● Passage shown
____________

Sheena Sheena - 3 months ago 14
Python Question

managing user privileges in sqlalchemy

I have an sqlalchemy script that creates and uses many engine instances representing many user connections. All the engines are configured to point to the same postgres database.

I have one engine,

oSuperEngine
that can do super stuff. I have another engine 'oBobsEngine` for Bob.

Now I'm doing something like this:

sSQL = "GRANT ALL PRIVILEGES ON TABLE \"NICE_TABLE\" to bob;"
oSuperEngine.execute(sSQL)

sSQL = "insert into \"NICE_TABLE\" (foo) values (bar)"
oBobsEngine.execute(sSQL) # ERROR HERE


And getting:

ProgrammingError: (ProgrammingError) permission denied for relation NICE_TABLE


Why is this?

in psql
\dp
tells me that bob was never granted permissions. If I log into psql with a super user and grant bob his permissions manually then everything works fine. I use exactly the same commands in this case as I was executing via sqlalchemy.

Is something not flushing correctly? Does sqlalchemy for some reason like to fail silently when attempting grant statements? How can I make this work?

Apologies for not including more code, the code base is moderately convoluted. The order of events has been confirmed to me using logs... please let me know if you need more code in order to understand my problem.

Some logs

2014-03-10 10:07:24,767 - common.sqlalchemy_tools - DEBUG - connection string = "postgresql+psycopg2://super:password@localhost/db_name"
2014-03-10 10:07:24,767 - sqlalchemy.engine.base.Engine - INFO - BEGIN;
2014-03-10 10:07:24,767 - sqlalchemy.engine.base.Engine - INFO - {}
2014-03-10 10:07:24,767 - sqlalchemy.engine.base.Engine - INFO - GRANT ALL PRIVILEGES ON TABLE "MY_TABLE" to bob;
2014-03-10 10:07:24,767 - sqlalchemy.engine.base.Engine - INFO - {}
2014-03-10 10:07:24,768 - sqlalchemy.engine.base.Engine - INFO - COMMIT;
2014-03-10 10:07:24,768 - sqlalchemy.engine.base.Engine - INFO - {}
...

____________

● Extracted material
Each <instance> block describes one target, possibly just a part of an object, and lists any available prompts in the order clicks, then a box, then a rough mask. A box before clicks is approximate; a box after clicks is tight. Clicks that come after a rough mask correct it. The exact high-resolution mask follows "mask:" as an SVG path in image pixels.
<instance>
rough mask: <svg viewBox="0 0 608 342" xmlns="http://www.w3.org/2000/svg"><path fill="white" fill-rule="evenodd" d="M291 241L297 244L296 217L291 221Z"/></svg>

____________

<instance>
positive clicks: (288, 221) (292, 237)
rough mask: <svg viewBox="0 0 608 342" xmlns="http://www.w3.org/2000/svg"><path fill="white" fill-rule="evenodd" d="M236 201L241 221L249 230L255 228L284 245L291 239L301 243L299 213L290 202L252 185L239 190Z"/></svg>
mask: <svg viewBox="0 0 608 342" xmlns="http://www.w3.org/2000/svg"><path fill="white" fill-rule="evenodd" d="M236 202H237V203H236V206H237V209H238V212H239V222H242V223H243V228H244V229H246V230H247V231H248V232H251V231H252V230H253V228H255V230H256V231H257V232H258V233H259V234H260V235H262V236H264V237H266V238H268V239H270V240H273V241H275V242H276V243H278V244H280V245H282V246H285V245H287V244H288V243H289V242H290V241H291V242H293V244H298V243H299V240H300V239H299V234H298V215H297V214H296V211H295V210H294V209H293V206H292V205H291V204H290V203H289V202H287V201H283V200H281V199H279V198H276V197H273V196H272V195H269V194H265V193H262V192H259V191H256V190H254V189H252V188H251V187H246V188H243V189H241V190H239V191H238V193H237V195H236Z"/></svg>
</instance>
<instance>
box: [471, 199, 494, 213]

____________

● Tasks to perform
A – Answer these questions using the sqlalchemy question above:
(i) What error is raised when Bob's engine runs the insert statement?
(ii) Which psql command shows that bob was never granted permissions?
(iii) Which user name appears in the connection string in the logs?
B – Resume the sqlalchemy question about managing user privileges from the point where it stops.

● Expected responses
A –
(i) ProgrammingError: (ProgrammingError) permission denied for relation NICE_TABLE
(ii) \dp
(iii) super

B –
2014-03-10 10:07:24,804 - common.sqlalchemy_tools - DEBUG - connection string = "postgresql+psycopg2://bob:password@localhost/db_name"
2014-03-10 10:07:24,814 - sqlalchemy.engine.base.Engine - INFO - BEGIN;
2014-03-10 10:07:24,815 - sqlalchemy.engine.base.Engine - INFO - {}
2014-03-10 10:07:24,827 - sqlalchemy.engine.base.Engine - INFO - insert into "MY_TABLE" (stuff) values (other stuff);
2014-03-10 10:07:24,827 - sqlalchemy.engine.base.Engine - INFO - {}
2014-03-10 10:07:24,828 - sqlalchemy.engine.base.Engine - INFO - ROLLBACK


The first bunch of stuff happens with
oSuperEngine
, the second bunch with bob's engine. And the error looks like:

ProgrammingError: (ProgrammingError) permission denied for relation MY_TABLE
'insert into "MY_TABLE" (stuff) values (stuff);' {}

Answer

If you execute the script above you run into a problem with transaction isolation. I actually had a similar issue some time ago. The thing to keep in mind here is that the transaction going for Bob does not see changes made by the Super engine because the transaction is still going and the isolation does not allow for an uncommited read. Postgres has extensive documentation about this but the essence is: An uncommited read is not possible in postgres.

And your solution, obviously, is to commit your changes from the Super engine first, then work with it in the other transaction. If have not tried it but my guess is that you have to stay on the default Read committed isolation level (as higher isolation wouldn't allow to detect changes since a transaction - in this case Bobs - has started).

Thus, before executing Bobs query:

oSuperEngine.execute("COMMIT")

However, this raises a side issue that effectively breaks the awesome thing transactions bring you: You cannot roll back easily since the changes are already commited. What you'd basically want here is the opposite of a savepoint:

Whereas a savepoint does not store changes to the database yet, it ensures a rollback would only go back to a particular point, not all the way. You'd want the opposite: Store it in the database but be able to roll back and remove it from it again. I am not aware of such a thing and I highly doubt it exists since it would violate the principles of transaction isolation.

My solution to this problem was to write custom rollback routines that I would call on an exception so that I could manually undo the changes. This is quite a bit of work though and is high-maintenance in the long run. In the end, in my case, I reconsidered my solution and dropped the multiple-engine approach (but that is a decision you have to make yourself).